# Get Buoy and Vessel data

In [None]:
# parameters

lit_data_url = "https://osis.geomar.de/underway/3ka2chb/api/v1/positions/Littorina2023?include_payloads=false&earliest_timestamp=2023-04-24"
lit_data_file = "lit_positions.csv"

buoy_zip_url = "https://cloud.geomar.de/s/tNRg9raGEK357e4/download"
buoy_zip_file = "buoy_positions.zip"
buoy_data_path = "data/"
buoy_data_path_full = "data/2023-05-03_Drifter_Filedrop/"
buoy_data_file = "buoy_positions.csv"

In [None]:
!curl -o {buoy_zip_file} {buoy_zip_url}

In [None]:
!unzip -q {buoy_zio_file} -d {buoy_data_path}

## Buoy positions

In [None]:
import pandas as pd
import hvplot.pandas

from pathlib import Path

In [None]:
def _try_reading_csv(file):
    try:
        return pd.read_csv(file)

> RAW DATA
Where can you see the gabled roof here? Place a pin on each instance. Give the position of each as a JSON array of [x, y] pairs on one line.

> REQUIRED WORK
(1) Translate the heading "Get Buoy and Vessel data" from the buoy and vessel data notebook into Spanish.
(2) In the buoy and vessel data notebook, which file name is assigned to lit_data_file?
(3) Continue the buoy and vessel data notebook from where it stops.

> TASK ANSWERS
(1) Obtener datos de boyas y embarcaciones

(2) lit_positions.csv

(3)
    except pd.errors.EmptyDataError:
        return None


def load_all_buoy_csv_files(path=None):
    files = sorted(Path(path).glob("*.csv"))
    _dfs = [_try_reading_csv(f) for f in files]
    _dfs = [_df for _df in _dfs if _df is not None]
    df = pd.concat(_dfs, ignore_index=True)
    df["date_UTC"] = pd.to_datetime(df["date_UTC"])
    df["D_number"] = df["D_number"].astype(int).astype(str)
    df = df.set_index(["D_number", "date_UTC"])
    df = df.sort_index()
    df = df.drop_duplicates()
    df = df.reset_index()
    return df

In [None]:
%%time

df_buoys = load_all_buoy_csv_files(
    path=buoy_data_path_full,
)

df_buoys

In [None]:
df_buoys.to_csv(buoy_data_file, index=False)
!head -n5 {buoy_data_file}

In [None]:
df_buoys.date_UTC.max()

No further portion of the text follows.